Vorliegender Text:
• • • • • • •
Dies ist ein Beitrag zu Myriades Impulswerkstatt.
Aus deinen Bildern eins und zwei, liebe Myriade, habe ich eine Collage angefertigt. So kann man nun das Gesicht des Akkordeonspielers sehen. Und sich fragen, was sein Schicksal war.
Ich suchte passende Musik. Das bekannte Lied vom Akkordeonspieler, gesungen von Mireille Mathieu? Es ist grausam kitschig: Es besingt ein „Freudenmädchen“, das sich in einen Akkordeonspieler verliebt, aber der muss zu den Soldaten und kommt nie zurück. Sie ist untröstlich. Doch als sie einen anderen Akkordeonspieler hört, belebt sie sich und tanzt.
Der Akkordeonspieler in meiner Version oben wäre sozusagen die Umkehrung: Er ist doch nicht im Krieg gefallen, er kommt zurück, kriegsversehrt und erblindet. Das „Freudenmädchen“ findet er nicht wieder. Und so sitzt er nun und spielt und lauscht mit übergroßen Ohren in die Nacht hinein, und ihm ist, als käme ein Echo seiner Musik aus dem Himmelsraum (wo das Freudenmädchen weilt) zu ihm.
Ich suchte weiter nach einer passenden Musik und stieß auf einen Balkan-Tango, 2017 vom bosnischen Musiker DRAŽAN KOSORIC, im Rahmen eines Festivals in Kharkiv/Ukraine interpretiert.
Ich las seinen Werdegang nach, der sich durch all die kriegerischen Schrecknisse Mittel- und Osteuropas zieht. 1976 in Sarajewo (noch Jugoslawien) geboren, Studium in Odessa/Ukraine, Master in Sarajevo/Bosnien-Herzegovina. Seine Werke wurden aufgeführt in Ukraine, Russland, Slowakei, Kroatien, Serbien, Slowenien, Bulgarien, Polen, ferner in Italien, Deutschland, Österreich, Singapur, China u.a.. Er gewann Preise bei Komponistenwettbewerben in der Ukraine, in Serbien, Österreich, Bulgarien, Russland (2019), Italien, Russland (2020). Er ist a.o. Professor an der Musikakademie der Universität Ost-Sarajevo (Bosnien-H).
• • • • • • •
Zu bearbeitende Zeilen:
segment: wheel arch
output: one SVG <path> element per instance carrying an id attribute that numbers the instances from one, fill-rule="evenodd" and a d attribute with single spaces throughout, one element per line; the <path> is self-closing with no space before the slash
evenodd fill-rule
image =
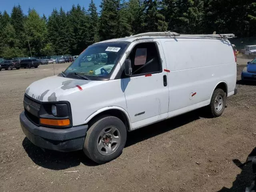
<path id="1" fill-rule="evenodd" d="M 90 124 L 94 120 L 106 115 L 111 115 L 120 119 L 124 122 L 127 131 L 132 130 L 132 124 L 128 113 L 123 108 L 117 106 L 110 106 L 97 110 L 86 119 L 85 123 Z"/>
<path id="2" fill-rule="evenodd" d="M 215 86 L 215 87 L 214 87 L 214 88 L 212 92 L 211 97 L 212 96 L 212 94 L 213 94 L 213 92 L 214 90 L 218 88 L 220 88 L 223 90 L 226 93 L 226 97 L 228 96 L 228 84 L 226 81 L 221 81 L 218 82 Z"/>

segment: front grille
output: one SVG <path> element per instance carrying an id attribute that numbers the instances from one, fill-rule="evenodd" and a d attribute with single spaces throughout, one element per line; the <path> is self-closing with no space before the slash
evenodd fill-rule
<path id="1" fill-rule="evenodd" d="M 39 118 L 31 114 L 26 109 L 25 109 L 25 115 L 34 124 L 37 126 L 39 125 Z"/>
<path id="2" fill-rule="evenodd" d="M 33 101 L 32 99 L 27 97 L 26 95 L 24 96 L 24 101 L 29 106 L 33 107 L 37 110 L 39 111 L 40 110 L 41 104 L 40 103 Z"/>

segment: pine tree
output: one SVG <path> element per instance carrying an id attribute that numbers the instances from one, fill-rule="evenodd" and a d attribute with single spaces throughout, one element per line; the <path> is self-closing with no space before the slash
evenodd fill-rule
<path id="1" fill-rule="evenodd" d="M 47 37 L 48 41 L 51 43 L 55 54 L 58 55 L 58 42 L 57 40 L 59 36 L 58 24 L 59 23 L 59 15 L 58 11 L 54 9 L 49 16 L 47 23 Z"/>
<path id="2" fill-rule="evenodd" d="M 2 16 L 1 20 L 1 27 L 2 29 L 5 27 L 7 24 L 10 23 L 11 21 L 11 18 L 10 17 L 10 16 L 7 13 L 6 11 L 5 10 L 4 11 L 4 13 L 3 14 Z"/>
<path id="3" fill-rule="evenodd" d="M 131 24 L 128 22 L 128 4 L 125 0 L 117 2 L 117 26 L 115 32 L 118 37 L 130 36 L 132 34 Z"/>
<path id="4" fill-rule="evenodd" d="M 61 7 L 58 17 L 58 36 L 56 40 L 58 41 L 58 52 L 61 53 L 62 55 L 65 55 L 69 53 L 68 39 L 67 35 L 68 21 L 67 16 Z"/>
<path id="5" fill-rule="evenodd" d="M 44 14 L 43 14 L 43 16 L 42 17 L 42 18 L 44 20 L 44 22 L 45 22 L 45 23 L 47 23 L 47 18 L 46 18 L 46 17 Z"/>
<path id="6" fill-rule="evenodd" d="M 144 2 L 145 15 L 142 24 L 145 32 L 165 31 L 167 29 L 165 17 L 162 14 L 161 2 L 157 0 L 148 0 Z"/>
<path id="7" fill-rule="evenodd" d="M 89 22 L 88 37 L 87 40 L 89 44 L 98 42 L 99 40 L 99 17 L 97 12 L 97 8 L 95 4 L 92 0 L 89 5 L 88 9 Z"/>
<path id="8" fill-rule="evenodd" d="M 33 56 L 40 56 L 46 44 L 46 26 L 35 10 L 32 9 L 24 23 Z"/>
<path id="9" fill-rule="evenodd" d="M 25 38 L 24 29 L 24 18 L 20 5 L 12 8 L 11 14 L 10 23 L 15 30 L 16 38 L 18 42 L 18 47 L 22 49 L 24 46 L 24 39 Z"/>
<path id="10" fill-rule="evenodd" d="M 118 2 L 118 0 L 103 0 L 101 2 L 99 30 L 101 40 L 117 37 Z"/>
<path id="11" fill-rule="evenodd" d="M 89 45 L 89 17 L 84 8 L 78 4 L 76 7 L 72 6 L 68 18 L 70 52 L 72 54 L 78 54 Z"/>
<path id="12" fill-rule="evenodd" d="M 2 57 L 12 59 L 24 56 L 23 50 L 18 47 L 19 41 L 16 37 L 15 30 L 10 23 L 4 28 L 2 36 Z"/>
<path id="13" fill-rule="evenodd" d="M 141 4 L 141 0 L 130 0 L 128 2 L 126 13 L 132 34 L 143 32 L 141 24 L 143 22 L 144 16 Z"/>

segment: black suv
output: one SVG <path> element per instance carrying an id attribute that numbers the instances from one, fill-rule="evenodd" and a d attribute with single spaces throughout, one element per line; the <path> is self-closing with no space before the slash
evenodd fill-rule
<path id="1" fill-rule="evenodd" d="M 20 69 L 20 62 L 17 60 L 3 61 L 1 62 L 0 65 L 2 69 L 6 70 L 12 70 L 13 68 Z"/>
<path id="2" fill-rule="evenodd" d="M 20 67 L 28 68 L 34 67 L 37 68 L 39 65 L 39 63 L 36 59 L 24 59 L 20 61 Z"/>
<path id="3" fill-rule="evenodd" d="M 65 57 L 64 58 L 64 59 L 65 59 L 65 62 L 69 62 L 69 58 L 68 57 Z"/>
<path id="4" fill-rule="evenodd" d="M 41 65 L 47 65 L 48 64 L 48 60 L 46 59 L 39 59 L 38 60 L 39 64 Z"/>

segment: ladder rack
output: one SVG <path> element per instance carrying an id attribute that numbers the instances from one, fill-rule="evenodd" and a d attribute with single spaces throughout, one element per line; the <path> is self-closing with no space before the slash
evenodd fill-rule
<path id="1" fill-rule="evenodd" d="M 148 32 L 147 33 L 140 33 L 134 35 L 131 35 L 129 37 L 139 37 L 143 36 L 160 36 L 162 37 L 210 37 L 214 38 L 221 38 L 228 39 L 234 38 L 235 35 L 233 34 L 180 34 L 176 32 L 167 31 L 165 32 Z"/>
• • • • • • •
Aufgaben und Übungen:
1. In welchem Jahr und in welcher Stadt wurde der bosnische Musiker laut dem Text über den Akkordeonspieler geboren?
2. Aktualisiere alles vom Anfang der Zeilen unterhalb des Textes bis hinunter zur Zeile mit „90 124 L 94“, beide eingeschlossen, indem du „wheel arch“ durch „wheel well“ ersetzt. Gib nur diesen Abschnitt ohne die Bilder aus.

Lösungen:
1. 1976 in Sarajewo.

2.
segment: wheel well
output: one SVG <path> element per instance carrying an id attribute that numbers the instances from one, fill-rule="evenodd" and a d attribute with single spaces throughout, one element per line; the <path> is self-closing with no space before the slash
evenodd fill-rule
image =
<path id="1" fill-rule="evenodd" d="M 90 124 L 94 120 L 106 115 L 111 115 L 120 119 L 124 122 L 127 131 L 132 130 L 132 124 L 128 113 L 123 108 L 117 106 L 110 106 L 97 110 L 86 119 L 85 123 Z"/>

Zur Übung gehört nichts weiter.